What to work on:
Each record below should be set down exactly.

Data to use:
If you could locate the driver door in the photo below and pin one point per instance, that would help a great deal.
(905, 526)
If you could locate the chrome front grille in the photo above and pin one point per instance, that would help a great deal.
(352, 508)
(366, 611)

Result of the task:
If you could locate the driver door in the photo below and pin one point per instance, that would help a great deal.
(905, 526)
If you could locate the chrome front grille in the photo above and pin one point per instance, that would help a great deal.
(352, 508)
(366, 611)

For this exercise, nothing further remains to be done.